Article:
ECperf Kit, v1.0
Public
Review Draft
Binary Software Evaluation
Agreement
SUN MICROSYTEMS, INC. ("SUN") IS WILLING TO LICENSE THE ECPERF KIT, VERSION 1.0 PUBLIC REVIEW DRAFT SOFTWARE TO LICENSEE ONLY UPON THE CONDITION THAT LICENSEE ACCEPTS ALL OF THE TERMS CONTAINED IN THIS LICENSE AGREEMENT ("AGREEMENT"). PLEASE READ THE TERMS AND CONDITIONS OF THIS AGREEMENT CAREFULLY. BY INSTALLING THIS SOFTWARE, LICENSEE ACCEPTS THE TERMS AND CONDITIONS OF THIS AGREEMENT, INDICATE ACCEPTANCE BY SELECTING THE "ACCEPT" BUTTON AT THE BOTTOM OF THIS AGREMENT. IF LICENSEE DOES NOT AGREE TO ALL OF THE TERMS, SELECT THE "DECLINE" BUTTON AT THE BOTTOM OF THE AGREEMENT AND THE INSTALLATION PROCESS WILL NOT CONTINUE.
1.0 DEFINITIONS
1.1 "Licensed Software" means
the ECperf Kit, v1.0 Public Review Draft Software in binary form, any
other machine readable materials including, but not limited to,
libraries, source files, header files, and data files, any user
manuals, programming guides, and any other documentation provided to
Licensee by Sun under this Agreement.
2.0 LIMITED LICENSE
2.1 Sun grants to Licensee, a
non-exclusive, non-transferable, royalty-free and limited license to
use the Licensed Software internally and only for the purposes of (i)

Data provided:
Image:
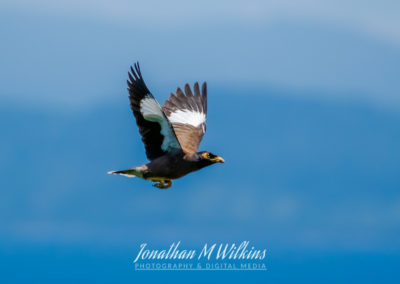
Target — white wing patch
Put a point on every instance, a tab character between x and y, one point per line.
193	118
151	111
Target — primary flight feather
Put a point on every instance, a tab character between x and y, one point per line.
171	134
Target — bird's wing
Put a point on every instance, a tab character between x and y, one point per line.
157	133
187	114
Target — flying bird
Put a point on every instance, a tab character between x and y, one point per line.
171	134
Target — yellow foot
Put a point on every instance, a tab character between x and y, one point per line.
163	184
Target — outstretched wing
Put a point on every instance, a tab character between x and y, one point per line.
187	114
157	133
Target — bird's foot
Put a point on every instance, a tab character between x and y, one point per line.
163	184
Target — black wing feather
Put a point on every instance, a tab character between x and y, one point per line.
150	131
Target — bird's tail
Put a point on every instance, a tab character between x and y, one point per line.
127	173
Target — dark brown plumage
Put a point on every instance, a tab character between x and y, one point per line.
171	134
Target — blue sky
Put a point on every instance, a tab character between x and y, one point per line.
303	105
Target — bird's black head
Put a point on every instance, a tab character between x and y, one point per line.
207	158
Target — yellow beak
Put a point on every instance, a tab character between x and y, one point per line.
219	160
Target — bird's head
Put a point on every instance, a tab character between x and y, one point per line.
209	158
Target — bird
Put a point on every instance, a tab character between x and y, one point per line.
171	133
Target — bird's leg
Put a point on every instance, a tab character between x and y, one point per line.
163	184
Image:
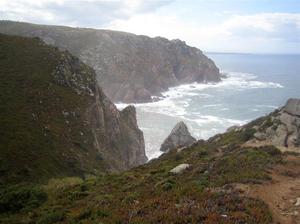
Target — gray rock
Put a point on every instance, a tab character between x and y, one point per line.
282	128
130	68
179	136
180	168
293	107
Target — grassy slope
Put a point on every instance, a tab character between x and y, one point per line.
37	140
150	194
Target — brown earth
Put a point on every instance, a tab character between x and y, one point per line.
281	192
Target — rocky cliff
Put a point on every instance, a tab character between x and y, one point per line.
54	118
130	68
224	179
179	136
282	127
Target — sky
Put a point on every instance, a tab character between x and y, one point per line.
242	26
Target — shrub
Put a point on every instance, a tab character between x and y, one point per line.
15	198
53	217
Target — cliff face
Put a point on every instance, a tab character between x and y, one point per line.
179	136
221	180
54	118
130	68
282	127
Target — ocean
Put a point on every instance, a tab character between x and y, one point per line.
255	86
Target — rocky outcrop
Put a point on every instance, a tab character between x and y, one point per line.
56	120
282	127
130	68
179	136
116	133
180	168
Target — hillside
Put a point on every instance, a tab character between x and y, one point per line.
230	178
55	121
130	68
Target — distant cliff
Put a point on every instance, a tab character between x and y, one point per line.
130	68
54	118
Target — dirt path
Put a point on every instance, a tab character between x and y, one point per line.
281	193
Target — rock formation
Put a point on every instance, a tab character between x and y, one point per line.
130	68
282	127
179	136
55	120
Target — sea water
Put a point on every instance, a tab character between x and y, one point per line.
254	86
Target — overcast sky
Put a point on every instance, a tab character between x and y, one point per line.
255	26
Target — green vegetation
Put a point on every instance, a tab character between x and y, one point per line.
15	198
41	144
43	130
151	194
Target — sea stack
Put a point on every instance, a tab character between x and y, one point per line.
179	136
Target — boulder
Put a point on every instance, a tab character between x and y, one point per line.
179	136
293	107
180	168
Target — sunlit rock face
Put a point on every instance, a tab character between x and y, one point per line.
130	68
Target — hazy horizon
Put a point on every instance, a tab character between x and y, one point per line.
232	26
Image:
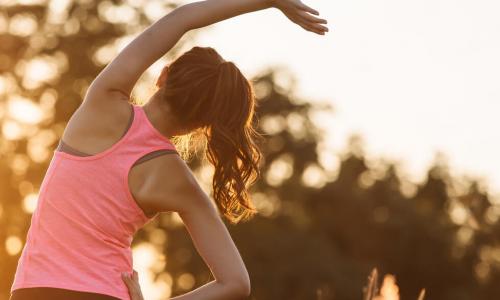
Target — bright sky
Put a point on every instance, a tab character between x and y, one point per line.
413	77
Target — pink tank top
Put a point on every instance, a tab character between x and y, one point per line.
82	228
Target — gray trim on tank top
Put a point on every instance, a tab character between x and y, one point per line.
63	147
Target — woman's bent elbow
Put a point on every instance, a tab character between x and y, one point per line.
241	290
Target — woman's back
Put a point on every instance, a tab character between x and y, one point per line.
87	214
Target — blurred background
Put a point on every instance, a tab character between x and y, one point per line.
380	144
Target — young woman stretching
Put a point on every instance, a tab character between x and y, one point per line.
108	177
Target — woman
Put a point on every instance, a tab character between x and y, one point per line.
109	177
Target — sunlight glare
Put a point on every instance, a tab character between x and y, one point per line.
144	257
13	245
30	202
11	130
389	289
40	70
23	25
24	110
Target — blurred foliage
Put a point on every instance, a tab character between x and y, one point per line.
324	224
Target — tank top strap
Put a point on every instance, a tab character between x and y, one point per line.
143	138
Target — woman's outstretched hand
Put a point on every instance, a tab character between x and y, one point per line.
132	282
301	14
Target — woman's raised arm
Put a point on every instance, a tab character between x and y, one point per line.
126	68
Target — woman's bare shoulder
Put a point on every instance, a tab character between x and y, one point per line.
173	186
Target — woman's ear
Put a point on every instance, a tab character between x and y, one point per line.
163	76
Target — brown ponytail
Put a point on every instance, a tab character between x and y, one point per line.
211	97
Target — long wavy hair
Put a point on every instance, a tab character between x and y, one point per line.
211	98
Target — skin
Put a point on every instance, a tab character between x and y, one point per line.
102	117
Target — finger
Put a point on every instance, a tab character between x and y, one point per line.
316	27
308	28
306	8
126	279
312	18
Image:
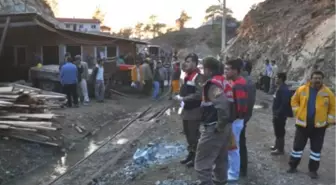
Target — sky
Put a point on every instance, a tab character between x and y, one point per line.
122	14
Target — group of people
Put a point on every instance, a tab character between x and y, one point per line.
220	103
268	76
74	77
149	76
313	106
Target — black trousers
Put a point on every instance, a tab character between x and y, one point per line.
279	126
316	136
266	83
192	133
148	87
162	85
71	92
243	151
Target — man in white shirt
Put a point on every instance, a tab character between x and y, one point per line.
273	76
98	78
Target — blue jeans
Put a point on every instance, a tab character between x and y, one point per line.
100	90
156	89
234	156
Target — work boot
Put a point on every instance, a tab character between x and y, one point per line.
274	147
280	147
292	170
313	175
189	158
191	163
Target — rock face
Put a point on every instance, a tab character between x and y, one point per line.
28	6
295	33
204	41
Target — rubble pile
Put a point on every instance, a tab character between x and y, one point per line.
295	33
25	114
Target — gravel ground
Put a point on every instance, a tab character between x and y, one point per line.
18	158
264	169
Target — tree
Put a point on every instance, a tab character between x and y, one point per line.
125	32
214	11
99	15
157	29
154	27
138	30
147	29
53	4
184	17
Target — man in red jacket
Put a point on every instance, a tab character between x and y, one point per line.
239	110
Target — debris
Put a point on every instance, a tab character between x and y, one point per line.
174	182
153	154
24	114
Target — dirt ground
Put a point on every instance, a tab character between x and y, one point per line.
19	158
264	169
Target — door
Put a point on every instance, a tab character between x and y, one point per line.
50	55
74	50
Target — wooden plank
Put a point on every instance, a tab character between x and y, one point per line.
17	128
19	86
35	141
27	123
32	116
19	24
9	96
48	96
4	34
6	89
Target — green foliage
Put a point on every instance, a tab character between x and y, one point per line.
184	18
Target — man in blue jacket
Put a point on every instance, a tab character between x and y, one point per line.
69	80
281	110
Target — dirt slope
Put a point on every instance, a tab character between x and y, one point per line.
30	6
296	33
205	40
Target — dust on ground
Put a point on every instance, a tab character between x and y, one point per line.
264	169
19	158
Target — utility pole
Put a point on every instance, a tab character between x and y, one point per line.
223	29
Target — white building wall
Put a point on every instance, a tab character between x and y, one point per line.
85	27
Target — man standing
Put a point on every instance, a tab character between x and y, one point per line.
147	72
157	78
191	95
273	77
83	78
314	107
137	76
69	75
240	98
267	76
212	149
176	74
250	104
281	110
98	78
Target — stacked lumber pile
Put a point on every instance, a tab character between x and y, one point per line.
25	114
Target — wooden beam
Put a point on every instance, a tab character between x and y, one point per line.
4	34
19	24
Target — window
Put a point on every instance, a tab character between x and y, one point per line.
111	51
100	52
20	55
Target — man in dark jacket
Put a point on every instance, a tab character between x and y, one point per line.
281	109
251	88
191	96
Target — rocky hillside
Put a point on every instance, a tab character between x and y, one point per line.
205	40
295	33
28	6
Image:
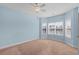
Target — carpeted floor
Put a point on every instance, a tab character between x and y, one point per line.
40	47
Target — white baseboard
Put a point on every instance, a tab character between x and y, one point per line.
14	44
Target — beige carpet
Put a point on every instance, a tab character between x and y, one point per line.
40	47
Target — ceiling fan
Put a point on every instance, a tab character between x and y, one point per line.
38	7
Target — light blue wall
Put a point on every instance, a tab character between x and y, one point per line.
16	27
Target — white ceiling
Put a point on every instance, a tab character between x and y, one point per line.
51	9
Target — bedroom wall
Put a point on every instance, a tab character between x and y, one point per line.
73	16
16	26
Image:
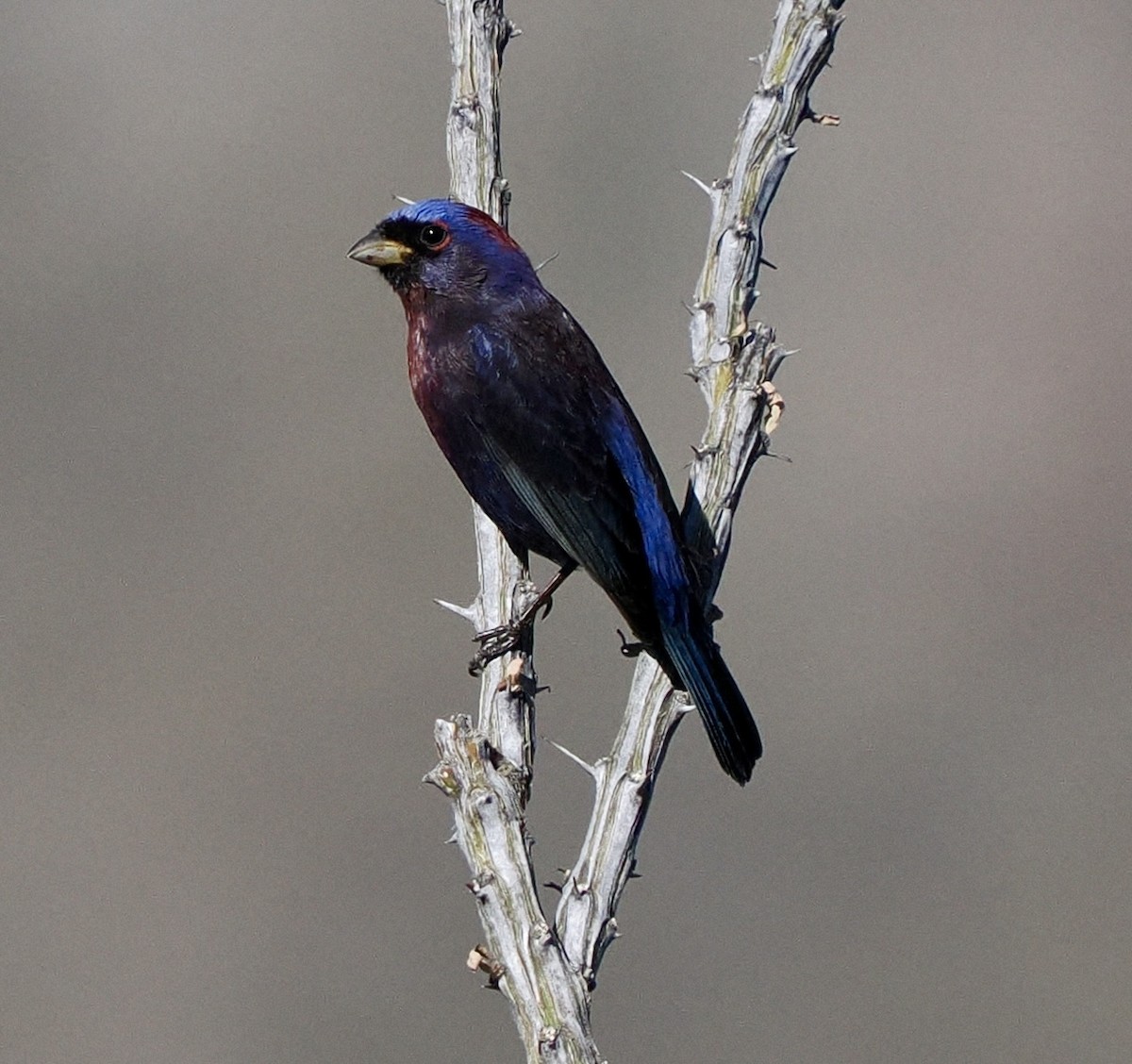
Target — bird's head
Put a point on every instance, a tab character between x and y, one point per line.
445	248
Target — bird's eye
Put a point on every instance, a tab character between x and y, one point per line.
435	237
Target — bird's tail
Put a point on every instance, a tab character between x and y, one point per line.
706	677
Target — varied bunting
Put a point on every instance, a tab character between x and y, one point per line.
542	439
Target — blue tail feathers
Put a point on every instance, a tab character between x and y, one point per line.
705	676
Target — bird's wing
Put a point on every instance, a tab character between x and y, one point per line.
555	422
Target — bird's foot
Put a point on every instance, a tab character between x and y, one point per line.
629	650
495	643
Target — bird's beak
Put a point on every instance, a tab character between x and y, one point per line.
375	250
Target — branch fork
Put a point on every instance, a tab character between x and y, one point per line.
548	968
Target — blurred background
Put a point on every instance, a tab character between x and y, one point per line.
225	522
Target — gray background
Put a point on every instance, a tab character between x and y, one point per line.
224	522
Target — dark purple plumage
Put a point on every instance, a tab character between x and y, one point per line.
538	431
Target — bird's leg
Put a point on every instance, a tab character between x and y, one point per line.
496	642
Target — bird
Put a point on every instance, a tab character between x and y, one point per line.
531	420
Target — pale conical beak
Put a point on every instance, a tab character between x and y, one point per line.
375	250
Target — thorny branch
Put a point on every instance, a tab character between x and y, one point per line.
548	971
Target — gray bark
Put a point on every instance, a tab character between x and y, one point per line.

Task requirements:
A. Answer these questions using the license agreement:
(i) Which button indicates acceptance of the agreement, and where is it?
(ii) In what form is the ECperf Kit, v1.0 Public Review Draft Software provided under the definition of "Licensed Software"?
(iii) What four terms describe the license Sun grants to Licensee in section 2.1?
B. In the license agreement, transcribe the passage from "1.0 DEFINITIONS" up to and including "purposes of (i)".

Outputs in order:
A.
(i) The "ACCEPT" button, at the bottom of the agreement.
(ii) Binary form.
(iii) Non-exclusive, non-transferable, royalty-free and limited.

B.
1.0 DEFINITIONS
1.1 "Licensed Software" means
the ECperf Kit, v1.0 Public Review Draft Software in binary form, any
other machine readable materials including, but not limited to,
libraries, source files, header files, and data files, any user
manuals, programming guides, and any other documentation provided to
Licensee by Sun under this Agreement.
2.0 LIMITED LICENSE
2.1 Sun grants to Licensee, a
non-exclusive, non-transferable, royalty-free and limited license to
use the Licensed Software internally and only for the purposes of (i)